§ DATA SUPPLIED
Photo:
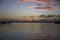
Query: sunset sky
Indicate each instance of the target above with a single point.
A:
(28, 7)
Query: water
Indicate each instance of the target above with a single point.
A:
(30, 31)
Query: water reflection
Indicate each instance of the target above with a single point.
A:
(29, 31)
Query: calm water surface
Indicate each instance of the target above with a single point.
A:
(29, 31)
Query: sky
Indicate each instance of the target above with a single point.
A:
(29, 7)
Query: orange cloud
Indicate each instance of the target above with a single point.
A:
(24, 1)
(40, 0)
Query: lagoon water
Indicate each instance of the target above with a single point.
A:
(30, 31)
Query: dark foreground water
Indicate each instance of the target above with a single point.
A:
(30, 31)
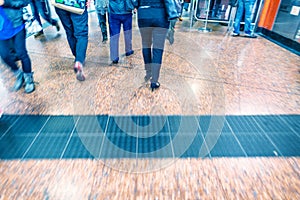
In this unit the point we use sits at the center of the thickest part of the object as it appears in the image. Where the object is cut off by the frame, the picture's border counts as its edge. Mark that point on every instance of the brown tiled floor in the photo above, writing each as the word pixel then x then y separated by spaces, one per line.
pixel 202 73
pixel 206 73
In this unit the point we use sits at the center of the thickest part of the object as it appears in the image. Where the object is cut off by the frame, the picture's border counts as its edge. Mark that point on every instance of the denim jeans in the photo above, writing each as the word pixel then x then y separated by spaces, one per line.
pixel 102 22
pixel 115 21
pixel 41 7
pixel 76 27
pixel 17 50
pixel 153 32
pixel 247 6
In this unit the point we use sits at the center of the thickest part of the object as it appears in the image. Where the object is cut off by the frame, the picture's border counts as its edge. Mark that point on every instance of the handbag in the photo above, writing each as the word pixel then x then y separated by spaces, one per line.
pixel 32 26
pixel 74 6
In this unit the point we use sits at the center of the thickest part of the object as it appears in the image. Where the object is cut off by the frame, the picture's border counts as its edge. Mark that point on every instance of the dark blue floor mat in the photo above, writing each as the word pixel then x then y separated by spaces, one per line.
pixel 103 136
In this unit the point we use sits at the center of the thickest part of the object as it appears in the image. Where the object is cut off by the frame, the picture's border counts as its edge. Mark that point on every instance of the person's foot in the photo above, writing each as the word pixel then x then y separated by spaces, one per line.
pixel 57 27
pixel 1 112
pixel 78 69
pixel 114 62
pixel 129 53
pixel 39 34
pixel 147 78
pixel 154 86
pixel 249 35
pixel 104 38
pixel 233 34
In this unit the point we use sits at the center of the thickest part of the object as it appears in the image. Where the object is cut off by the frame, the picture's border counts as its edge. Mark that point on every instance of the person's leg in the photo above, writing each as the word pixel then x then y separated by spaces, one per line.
pixel 146 35
pixel 102 23
pixel 114 31
pixel 127 27
pixel 21 51
pixel 6 55
pixel 65 18
pixel 44 11
pixel 159 35
pixel 238 17
pixel 248 16
pixel 36 15
pixel 80 24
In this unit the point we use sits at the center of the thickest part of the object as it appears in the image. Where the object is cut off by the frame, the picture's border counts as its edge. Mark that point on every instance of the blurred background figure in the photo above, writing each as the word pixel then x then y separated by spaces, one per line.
pixel 42 8
pixel 101 8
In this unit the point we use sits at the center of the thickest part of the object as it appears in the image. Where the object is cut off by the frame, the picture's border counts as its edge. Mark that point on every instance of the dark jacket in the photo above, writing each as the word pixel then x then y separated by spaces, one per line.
pixel 158 9
pixel 14 11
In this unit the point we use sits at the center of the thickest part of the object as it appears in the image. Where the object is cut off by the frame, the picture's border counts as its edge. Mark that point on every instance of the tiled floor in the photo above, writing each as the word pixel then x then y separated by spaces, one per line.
pixel 237 100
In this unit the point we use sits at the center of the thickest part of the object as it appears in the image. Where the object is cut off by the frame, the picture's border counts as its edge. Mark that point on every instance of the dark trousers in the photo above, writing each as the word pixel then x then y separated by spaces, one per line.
pixel 115 21
pixel 153 32
pixel 17 51
pixel 76 27
pixel 102 23
pixel 41 7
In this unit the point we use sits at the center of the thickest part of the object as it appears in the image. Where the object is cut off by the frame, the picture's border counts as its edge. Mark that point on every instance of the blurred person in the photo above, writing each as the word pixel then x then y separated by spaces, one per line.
pixel 13 43
pixel 244 6
pixel 76 28
pixel 42 7
pixel 101 8
pixel 154 17
pixel 119 14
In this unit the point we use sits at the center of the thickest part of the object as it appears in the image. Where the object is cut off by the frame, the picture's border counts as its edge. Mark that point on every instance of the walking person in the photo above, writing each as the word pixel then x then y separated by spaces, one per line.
pixel 76 28
pixel 42 7
pixel 101 8
pixel 247 7
pixel 119 14
pixel 13 43
pixel 154 17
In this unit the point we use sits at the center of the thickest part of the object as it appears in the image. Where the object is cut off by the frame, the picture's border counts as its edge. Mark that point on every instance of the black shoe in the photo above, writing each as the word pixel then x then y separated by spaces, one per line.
pixel 115 62
pixel 154 86
pixel 129 53
pixel 235 34
pixel 147 78
pixel 57 26
pixel 39 34
pixel 104 40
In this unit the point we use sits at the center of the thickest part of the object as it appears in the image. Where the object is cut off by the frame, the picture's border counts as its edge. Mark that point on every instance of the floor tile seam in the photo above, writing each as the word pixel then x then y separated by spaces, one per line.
pixel 69 139
pixel 293 130
pixel 266 135
pixel 170 138
pixel 104 135
pixel 10 127
pixel 257 88
pixel 36 52
pixel 35 138
pixel 204 141
pixel 237 140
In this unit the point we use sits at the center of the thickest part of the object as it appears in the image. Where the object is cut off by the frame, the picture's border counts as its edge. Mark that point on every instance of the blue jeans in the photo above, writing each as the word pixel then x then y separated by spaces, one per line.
pixel 153 32
pixel 76 27
pixel 41 7
pixel 102 22
pixel 247 6
pixel 115 21
pixel 17 51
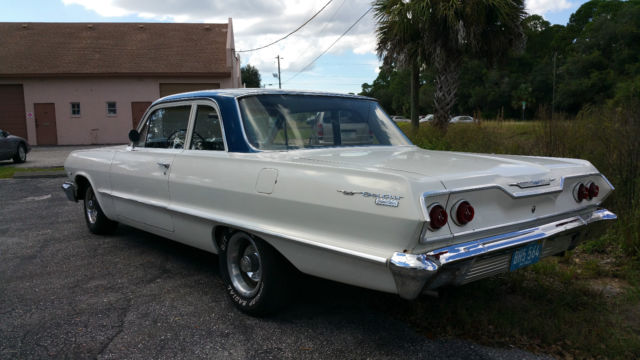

§ TASK BRIEF
Update the records by replacing "instance" with "occurrence" wherever it occurs and keeping everything else unchanged. Leave the pictures out of your answer.

§ RESULT OF THE TASK
Photo:
Query: sunset sky
Indicate each occurrence of the target above with a single point.
A:
(28, 7)
Query: water
Indicate each occurrence of the target above with a single point.
A:
(30, 31)
Query: water reflection
Indicate each occurrence of the target above with a single point.
A:
(29, 31)
Query: calm water surface
Indicate each occurrence of the target above with a single point.
A:
(29, 31)
Query: sky
Indicate each occurrence of the target above with a single point.
A:
(29, 7)
Query: orange cloud
Indicate each occurrence of the target above with a single point.
A:
(24, 1)
(40, 0)
Query: lagoon water
Indicate each occurrence of the target above with a single point.
A:
(30, 31)
Query: dark foreground water
Indicate each occurrence of the target above with a single point.
A:
(30, 31)
In this unit the point we use sits at the center of the thickest part of the object as it appears in the image. Where the object is cut off by the frame, the picture's border counts as its edge. Mark that point on every occurrence of the brown tiled floor in the photo above, writing each as the word pixel then x then y separated by spaces, one per line.
pixel 202 73
pixel 206 73
In this unit the point we use sits at the center of the thickest part of the object as it appears in the image. Where the object is cut off by the frame, the picture's border counts as its edge. Mark that point on every occurrence of the denim jeans in the photo above, writing each as the word pixel then x then y separated by spaces, one per line.
pixel 102 22
pixel 115 21
pixel 41 7
pixel 76 27
pixel 17 50
pixel 153 32
pixel 247 6
In this unit the point we use sits at the center of the thickest part of the object as it appears in the image. Where the object is cut off by the frame, the picture's border counts as its edge. Mark that point on every occurrence of the handbag in the photo above, writing each as the word pixel then x then y separated by spaces, one per line.
pixel 32 26
pixel 74 6
In this unit the point we use sits at the center of the thickest part of the object as it appears in the image. Where the object is cut off by the frame, the picture's border counts as its edge. Mark that point on every occurrence of the dark blue floor mat in the photo above, writing each as the word pixel then x then y separated by spaces, one per line.
pixel 103 136
In this unit the point we use sits at the center of the thickest part of the object as it appears in the image. Where the object is cut off by the frame, the picture's border counts as its edge. Mark that point on every occurrence of the person's foot in the photo above, writing each as the word pixel then x then y separated by spaces, one per line.
pixel 57 27
pixel 1 112
pixel 78 69
pixel 114 62
pixel 129 53
pixel 39 34
pixel 147 78
pixel 154 86
pixel 249 35
pixel 104 38
pixel 233 34
In this unit the point we use sits at the center of the thickest part of the object as it appears in the image. Where the object is cut off by the frame, the picture's border counts as its edge. Mark that point on every occurrence of the person's leg in the photo above, writing each as the word pixel then x then y separated by spaces, one per line.
pixel 146 35
pixel 102 23
pixel 114 31
pixel 127 27
pixel 21 51
pixel 6 55
pixel 65 18
pixel 44 11
pixel 159 35
pixel 238 17
pixel 248 16
pixel 36 15
pixel 80 24
In this unit the point we use sits at the center of the thickest part of the object as it appears in the image. Where the object is cut off by the frame, the picture's border counts as its edge. Mark that point on every occurrence of the blurred background figure in the photo above, writing each as the word pixel then x then y separated by spaces, one per line.
pixel 42 8
pixel 101 8
In this unit the point we use sits at the center of the thickest part of the object as it appears in the image. Where the object is cut off by the frame, the picture's border counts as its edge. Mark that point on every occurrence of the dark jacket in the photo above, writing each as the word pixel then x then y separated by spaces, one per line.
pixel 158 9
pixel 14 11
In this unit the point we use sits at the center of the thickest part of the object as it appears in the image. Where the object is cut off by the frame, the picture's border counts as its edge. Mark that point on every occurrence of the tiled floor in the photo above, writing each as the word pixel then x then y separated by spaces, one per line.
pixel 237 100
In this unit the point we use sits at the center of the thickest part of the object as it appears in the image. Where the object is cut off by the frame, the picture's border counts as its edge. Mark that point on every occurrence of the dark trousers in the photo above, writing each as the word pixel then x then y separated by spaces, one per line.
pixel 115 21
pixel 153 32
pixel 17 51
pixel 76 27
pixel 102 23
pixel 41 7
In this unit the point we use sits at the center of the thickest part of the object as it appears in the image. Where the object is cut off by the frame, the picture's border counts as its edge. Mark that point on every occurrence of the blurred person in the photo above, writing each as the word pixel then x then y separated by spaces, one per line.
pixel 13 43
pixel 244 6
pixel 76 28
pixel 42 7
pixel 101 8
pixel 154 17
pixel 119 14
In this unit the point we use sits at the center of the thickest part of the object as it appears in the image. Where the object is cut off by the frame, the picture's border counts as its edge. Mark that point on every occurrence of the walking person in the photo above, writing each as the word pixel then x then y separated by spaces, one per line.
pixel 76 28
pixel 42 7
pixel 101 8
pixel 247 7
pixel 119 14
pixel 13 43
pixel 154 17
In this unit the point we use sits at the center of the thickest part of the object as it appears in the image. Where the object is cut off by the frame, the picture's border counts as its edge. Mark that point on every occurrence of the black shoe in the photo above, writing each as the word pixel then x then y separated by spaces, one per line.
pixel 115 62
pixel 154 86
pixel 129 53
pixel 235 34
pixel 147 78
pixel 57 26
pixel 39 34
pixel 104 40
In this unit the point we use sits at the center of the thickest part of the object as it appears in the image. Where the object is cut off by the frame, the picture's border counts as its edge. Mark that point on every occurrence of the floor tile seam in the photo above, writing each as the word pixel then x then y separated by spaces, one per line.
pixel 69 139
pixel 293 130
pixel 266 135
pixel 170 138
pixel 104 135
pixel 10 127
pixel 257 88
pixel 36 52
pixel 35 138
pixel 204 141
pixel 237 140
In this unit the point we use sits at the center of the thickest part of the object as it appears in the image. Where the object is cut off by the frame, the picture's border counts as its edge. Mark that point on every occurrence of the blue jeans in the photo above, writing each as the word pixel then x then y separated by spaces, one per line.
pixel 153 32
pixel 76 27
pixel 41 7
pixel 102 22
pixel 247 6
pixel 115 21
pixel 17 51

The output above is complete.